YOUR OBJECTIVE: Pick out and copy every line in the material below that contains the word "output".

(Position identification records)
>> start
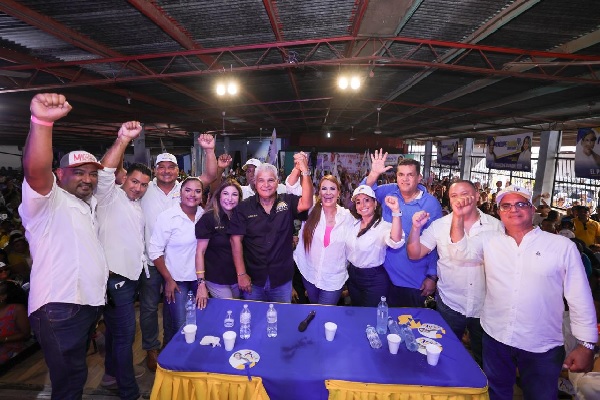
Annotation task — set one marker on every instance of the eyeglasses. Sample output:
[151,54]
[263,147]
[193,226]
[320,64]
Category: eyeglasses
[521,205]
>> end
>> start
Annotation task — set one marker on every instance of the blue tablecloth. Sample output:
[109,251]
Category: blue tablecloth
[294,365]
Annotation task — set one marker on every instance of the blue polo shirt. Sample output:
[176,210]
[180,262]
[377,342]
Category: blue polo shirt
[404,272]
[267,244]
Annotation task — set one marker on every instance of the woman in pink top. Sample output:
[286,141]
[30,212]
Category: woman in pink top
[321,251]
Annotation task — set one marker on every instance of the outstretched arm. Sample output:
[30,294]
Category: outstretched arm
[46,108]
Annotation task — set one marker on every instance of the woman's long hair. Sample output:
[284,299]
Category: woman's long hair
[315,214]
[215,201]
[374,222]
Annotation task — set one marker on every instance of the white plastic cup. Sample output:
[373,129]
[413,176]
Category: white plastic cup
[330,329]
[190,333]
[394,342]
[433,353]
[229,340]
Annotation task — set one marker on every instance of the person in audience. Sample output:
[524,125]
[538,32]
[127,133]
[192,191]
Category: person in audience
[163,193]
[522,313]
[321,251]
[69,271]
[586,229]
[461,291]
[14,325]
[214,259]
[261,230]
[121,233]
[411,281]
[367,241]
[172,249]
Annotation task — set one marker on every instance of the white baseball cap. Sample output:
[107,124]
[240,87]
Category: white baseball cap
>> end
ANSWER TO THE PROBLEM:
Annotation task — set one marker on every instance of the eyeglasses. Sample output:
Annotation task — set one marker on every instance of the blue tablecloth. Sample output:
Annotation task — set one marker on every instance of the blue polo shirt. Sample output:
Annotation task — set one marker on every instance of the woman in pink top. Sample output:
Annotation task — set one marker on every instance of the outstretched arm. Sample output:
Annotation task — set one marker on every instance of the woman's long hair. Sample output:
Annotation task — set one marker on every instance of the white plastic cup. Sample output:
Annotation task — set one marker on every instance of the person in audience. Sample output:
Annotation task — set one marker on every instance of the white baseball cap. Sample output:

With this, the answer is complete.